To fairly validate the performance of the proposed methods, a k-fold cross-validation was carried out. For the performance evaluation, varieties of typical movements of sit-to-stand and stand-to-sit were generated by a subject, and 130 samples of these were randomly collected. As shown, the DTW algorithm only outputs values for ranking the template similarity of the testing samples. Therefore, it was accordingly necessary to implement a decision-making mechanism followed by the DTW output to label the samples into their corresponding categories. To obtain two typical sequence templates, which were regarded as the most representative delegates for the folded replicative matching, two matching pattern paradigms (MPPs) were designated from the training samples by a best-fit averaging criteria. The paradigms, labeled z_t₁ and z_t₂, were then used to match the unlabeled testing sample z_s. The decision-making mechanism for assigning sample z to a specific category can thus be defined in a simple way as:

L (z) = L (\underset{z_{ts}}{argmin} (\sum^{} ({z, z}_{ts}), s \in {1, 2}))

(14)

where Σ denotes the warping cost. The label function L(z) renders DTW comparable with outputs of the ANN inference. The assessment set k = 5 for the cross-validation, i.e., each fold contained 26 sample sequences for the circulation of the folded replications. Average accuracy was eventually produced after the five replications had been completed. Table 2 shows the performance of the folded replications and the average accuracy.

Table 2. k-fold cross-validation for DTW approach.

Similar to the procedure for generating Table 2, ANN inference with both the DFT interpolation preprocessor and the convolutional preprocessor was also employed to classify the 130 acquired samples, and produced the folded reports as shown in Table 3 and Table 4. The corresponding results are found in Table 3 and Table 4 for both the DFT interpolation preprocessor and the convolutional preprocessor, respectively. Comparing the resultant accuracies across the three tables, the rate of 93.85% achieved by DTW outperformed the other two approaches. These promising results preliminarily reveal the potential of DTW in motion detection applications.

Table 3. k-fold cross-validation for the approach of ANN with the DFT interpolation preprocessor.

Table 4. k-fold cross-validation for the approach of ANN with the convolutional preprocessor.

Aside from accuracy, Table 3 and Table 4 also provide the function recall execution time, taking only the recall time into account with its corresponding readily trained ANN model. In fact, the model recalling time of these two ANN approaches could be equivalent to the matching time of the DTW approach. All of these are defined as the duration required to perform the corresponding recognition function. From Table 2, Table 3 and Table 4, the five-fold average duration of 1.98 seconds achieved by DTW in Table 2 is obvious, and it was also superior to the durations (3.02 s and 3.25 s) achieved by the alternative ANN approaches, as shown in Table 3 and Table 4. Here, only 76.15 ms was required for a single DTW template matching, while 1.98 s was required for a folded matching comprising 26 samples.

4.3. Consideration of Model Preparation

There is one additional practical consideration when applying motion detection algorithms. As is known, for any machine learning scheme, e.g., the ANN incorporating the two preprocessors, there must be a training procedure to establish the model. With the readily trained model, a recall procedure can then be easily applied. Rather than the time to recall the model for classification, there should be an overhead training time to gain the trained model, although the training procedure is only required to be performed once for each model. Still, the minor consideration of training time has to be fairly included in the evaluation. Together with the feature preprocessing time, the ANN training time is listed in Table 5 to show the total model preparing time of both ANN models with the 130 acquired samples.

● **STATED EXERCISE 1**
Reproduce verbatim everything in the motion detection passage from "Similar to the" down to "DFT interpolation preprocessor.".
● **STATED EXERCISE 2**
According to the motion detection passage, what accuracy rate did the DTW approach achieve?
● **STATED EXERCISE 3**
Render this sentence from the motion detection passage in Spanish: "Average accuracy was eventually produced after the five replications had been completed."
The records were drawn from a source other than the passage on motion detection.

● **GIVEN DATA**
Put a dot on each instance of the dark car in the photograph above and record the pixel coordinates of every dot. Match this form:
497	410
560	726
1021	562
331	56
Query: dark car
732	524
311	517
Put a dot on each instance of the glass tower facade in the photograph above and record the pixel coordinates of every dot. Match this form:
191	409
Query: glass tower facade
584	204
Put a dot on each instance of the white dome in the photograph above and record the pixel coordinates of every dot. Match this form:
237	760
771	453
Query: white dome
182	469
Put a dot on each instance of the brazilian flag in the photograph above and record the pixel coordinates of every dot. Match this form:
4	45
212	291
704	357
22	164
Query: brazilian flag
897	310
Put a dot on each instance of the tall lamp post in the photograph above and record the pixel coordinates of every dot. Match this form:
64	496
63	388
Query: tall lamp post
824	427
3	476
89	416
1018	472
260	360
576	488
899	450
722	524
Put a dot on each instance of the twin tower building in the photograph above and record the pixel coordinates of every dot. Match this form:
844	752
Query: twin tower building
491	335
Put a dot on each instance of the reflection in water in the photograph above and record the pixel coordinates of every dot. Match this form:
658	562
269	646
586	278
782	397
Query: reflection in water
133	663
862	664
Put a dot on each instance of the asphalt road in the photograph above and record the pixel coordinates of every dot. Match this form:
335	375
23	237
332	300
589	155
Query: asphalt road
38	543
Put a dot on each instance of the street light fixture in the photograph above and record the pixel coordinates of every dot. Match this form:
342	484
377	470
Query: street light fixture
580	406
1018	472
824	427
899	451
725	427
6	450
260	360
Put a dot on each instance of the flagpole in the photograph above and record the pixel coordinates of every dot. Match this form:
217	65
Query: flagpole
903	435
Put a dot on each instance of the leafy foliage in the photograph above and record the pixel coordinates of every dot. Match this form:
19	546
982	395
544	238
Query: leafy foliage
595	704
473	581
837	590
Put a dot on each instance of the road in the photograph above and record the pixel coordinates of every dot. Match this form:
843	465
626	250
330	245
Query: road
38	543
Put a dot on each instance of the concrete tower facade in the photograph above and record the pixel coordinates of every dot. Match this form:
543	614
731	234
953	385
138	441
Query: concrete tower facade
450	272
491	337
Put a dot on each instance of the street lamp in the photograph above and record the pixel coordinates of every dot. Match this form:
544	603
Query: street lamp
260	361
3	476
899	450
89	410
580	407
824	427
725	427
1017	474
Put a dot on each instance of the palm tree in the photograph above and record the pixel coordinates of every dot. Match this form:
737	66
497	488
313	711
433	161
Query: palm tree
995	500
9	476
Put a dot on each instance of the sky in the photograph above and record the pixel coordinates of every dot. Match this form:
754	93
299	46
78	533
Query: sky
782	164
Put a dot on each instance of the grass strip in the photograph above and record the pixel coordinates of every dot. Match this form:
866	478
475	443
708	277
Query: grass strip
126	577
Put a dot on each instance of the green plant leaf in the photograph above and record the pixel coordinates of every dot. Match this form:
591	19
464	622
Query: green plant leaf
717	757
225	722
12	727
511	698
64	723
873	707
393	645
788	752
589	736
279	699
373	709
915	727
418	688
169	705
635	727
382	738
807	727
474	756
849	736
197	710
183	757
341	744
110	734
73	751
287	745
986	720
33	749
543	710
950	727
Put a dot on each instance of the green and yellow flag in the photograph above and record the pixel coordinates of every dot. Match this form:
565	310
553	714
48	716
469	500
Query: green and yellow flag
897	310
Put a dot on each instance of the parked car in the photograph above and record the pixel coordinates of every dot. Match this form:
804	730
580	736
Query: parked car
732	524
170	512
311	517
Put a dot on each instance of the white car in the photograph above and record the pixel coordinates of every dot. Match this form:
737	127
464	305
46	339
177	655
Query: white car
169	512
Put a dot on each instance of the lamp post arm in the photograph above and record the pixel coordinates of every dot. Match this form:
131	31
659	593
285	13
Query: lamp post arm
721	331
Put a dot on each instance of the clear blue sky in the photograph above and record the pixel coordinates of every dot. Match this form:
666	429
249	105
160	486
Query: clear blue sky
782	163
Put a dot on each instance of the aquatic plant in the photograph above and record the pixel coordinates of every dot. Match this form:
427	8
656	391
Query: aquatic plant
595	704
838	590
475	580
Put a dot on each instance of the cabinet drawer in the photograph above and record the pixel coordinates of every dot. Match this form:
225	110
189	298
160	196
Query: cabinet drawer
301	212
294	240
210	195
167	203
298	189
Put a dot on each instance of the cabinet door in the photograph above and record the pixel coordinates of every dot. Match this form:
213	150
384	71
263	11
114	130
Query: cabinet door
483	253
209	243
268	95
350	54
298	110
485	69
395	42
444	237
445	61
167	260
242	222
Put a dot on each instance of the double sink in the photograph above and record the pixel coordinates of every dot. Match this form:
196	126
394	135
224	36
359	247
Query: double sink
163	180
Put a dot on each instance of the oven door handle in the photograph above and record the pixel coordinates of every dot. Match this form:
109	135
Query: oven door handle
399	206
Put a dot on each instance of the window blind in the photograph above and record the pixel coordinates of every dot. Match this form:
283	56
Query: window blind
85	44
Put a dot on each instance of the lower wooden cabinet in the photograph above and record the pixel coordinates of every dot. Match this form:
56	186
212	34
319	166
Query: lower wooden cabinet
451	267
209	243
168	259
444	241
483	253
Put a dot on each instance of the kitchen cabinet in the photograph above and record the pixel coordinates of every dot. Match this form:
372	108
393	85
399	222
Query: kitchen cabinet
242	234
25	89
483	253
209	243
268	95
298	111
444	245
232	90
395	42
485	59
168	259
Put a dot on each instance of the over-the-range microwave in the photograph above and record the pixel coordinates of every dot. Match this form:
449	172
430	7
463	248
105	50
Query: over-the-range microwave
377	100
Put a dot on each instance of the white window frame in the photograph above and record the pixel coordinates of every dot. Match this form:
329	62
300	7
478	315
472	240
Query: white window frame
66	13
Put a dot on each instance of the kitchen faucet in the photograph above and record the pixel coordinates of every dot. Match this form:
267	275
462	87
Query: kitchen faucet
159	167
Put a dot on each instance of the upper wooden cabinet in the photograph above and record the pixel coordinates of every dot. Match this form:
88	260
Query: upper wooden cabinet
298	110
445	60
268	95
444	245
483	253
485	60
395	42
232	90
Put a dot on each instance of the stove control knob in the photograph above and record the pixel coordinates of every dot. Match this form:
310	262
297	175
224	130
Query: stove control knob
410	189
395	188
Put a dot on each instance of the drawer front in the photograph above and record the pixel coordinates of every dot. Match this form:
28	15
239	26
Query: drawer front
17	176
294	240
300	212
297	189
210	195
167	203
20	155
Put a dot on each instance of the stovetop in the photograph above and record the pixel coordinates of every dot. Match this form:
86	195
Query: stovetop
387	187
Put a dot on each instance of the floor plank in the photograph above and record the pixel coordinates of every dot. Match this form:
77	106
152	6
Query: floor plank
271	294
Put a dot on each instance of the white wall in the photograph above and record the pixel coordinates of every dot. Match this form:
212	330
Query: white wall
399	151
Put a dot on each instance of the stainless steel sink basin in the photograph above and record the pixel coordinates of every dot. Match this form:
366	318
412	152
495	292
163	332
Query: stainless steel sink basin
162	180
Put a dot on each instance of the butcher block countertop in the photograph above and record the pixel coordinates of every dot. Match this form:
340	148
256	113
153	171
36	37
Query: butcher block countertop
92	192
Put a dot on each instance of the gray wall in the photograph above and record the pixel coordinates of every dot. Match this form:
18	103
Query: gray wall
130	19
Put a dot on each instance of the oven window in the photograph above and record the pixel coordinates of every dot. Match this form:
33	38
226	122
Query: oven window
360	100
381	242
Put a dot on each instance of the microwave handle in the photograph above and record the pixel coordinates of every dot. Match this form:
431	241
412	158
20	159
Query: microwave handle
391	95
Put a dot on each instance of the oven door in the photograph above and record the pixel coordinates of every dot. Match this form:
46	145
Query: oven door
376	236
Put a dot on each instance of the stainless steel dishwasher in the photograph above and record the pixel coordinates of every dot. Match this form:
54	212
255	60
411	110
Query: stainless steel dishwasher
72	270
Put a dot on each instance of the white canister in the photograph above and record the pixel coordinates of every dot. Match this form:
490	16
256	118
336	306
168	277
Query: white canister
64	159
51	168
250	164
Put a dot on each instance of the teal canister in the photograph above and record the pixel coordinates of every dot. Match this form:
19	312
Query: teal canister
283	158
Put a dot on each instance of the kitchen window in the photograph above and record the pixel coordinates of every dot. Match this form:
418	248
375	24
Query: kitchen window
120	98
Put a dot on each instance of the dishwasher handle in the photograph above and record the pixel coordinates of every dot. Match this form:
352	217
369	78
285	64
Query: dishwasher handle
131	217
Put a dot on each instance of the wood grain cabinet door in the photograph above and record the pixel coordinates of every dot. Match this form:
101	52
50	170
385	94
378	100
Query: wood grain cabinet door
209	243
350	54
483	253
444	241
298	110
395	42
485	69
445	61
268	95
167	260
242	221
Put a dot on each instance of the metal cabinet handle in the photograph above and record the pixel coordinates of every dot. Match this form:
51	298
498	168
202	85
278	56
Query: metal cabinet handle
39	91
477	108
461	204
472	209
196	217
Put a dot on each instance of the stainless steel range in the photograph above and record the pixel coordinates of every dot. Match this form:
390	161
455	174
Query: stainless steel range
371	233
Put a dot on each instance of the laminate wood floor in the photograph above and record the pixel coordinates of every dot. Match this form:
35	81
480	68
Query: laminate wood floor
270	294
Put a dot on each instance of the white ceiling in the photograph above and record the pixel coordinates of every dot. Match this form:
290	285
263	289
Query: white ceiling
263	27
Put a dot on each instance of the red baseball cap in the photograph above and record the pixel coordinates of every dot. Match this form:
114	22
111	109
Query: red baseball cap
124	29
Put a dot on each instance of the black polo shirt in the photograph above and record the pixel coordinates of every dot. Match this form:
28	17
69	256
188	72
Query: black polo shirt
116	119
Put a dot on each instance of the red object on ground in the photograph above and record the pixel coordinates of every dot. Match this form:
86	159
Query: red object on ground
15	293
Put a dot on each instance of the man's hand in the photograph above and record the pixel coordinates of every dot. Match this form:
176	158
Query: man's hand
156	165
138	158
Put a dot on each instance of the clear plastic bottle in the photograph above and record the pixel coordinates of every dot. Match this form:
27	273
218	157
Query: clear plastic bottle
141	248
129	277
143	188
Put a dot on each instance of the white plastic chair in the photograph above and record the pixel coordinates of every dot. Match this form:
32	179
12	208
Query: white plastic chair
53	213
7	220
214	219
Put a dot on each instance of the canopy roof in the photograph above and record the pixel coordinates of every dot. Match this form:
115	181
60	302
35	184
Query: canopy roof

● **FULL OUTPUT 1**
Similar to the procedure for generating Table 2, ANN inference with both the DFT interpolation preprocessor and the convolutional preprocessor was also employed to classify the 130 acquired samples, and produced the folded reports as shown in Table 3 and Table 4. The corresponding results are found in Table 3 and Table 4 for both the DFT interpolation preprocessor and the convolutional preprocessor, respectively. Comparing the resultant accuracies across the three tables, the rate of 93.85% achieved by DTW outperformed the other two approaches. These promising results preliminarily reveal the potential of DTW in motion detection applications.

Table 3. k-fold cross-validation for the approach of ANN with the DFT interpolation preprocessor.

● **FULL OUTPUT 2**
93.85%

● **FULL OUTPUT 3**
La precisión promedio se obtuvo finalmente después de que se completaran las cinco replicaciones.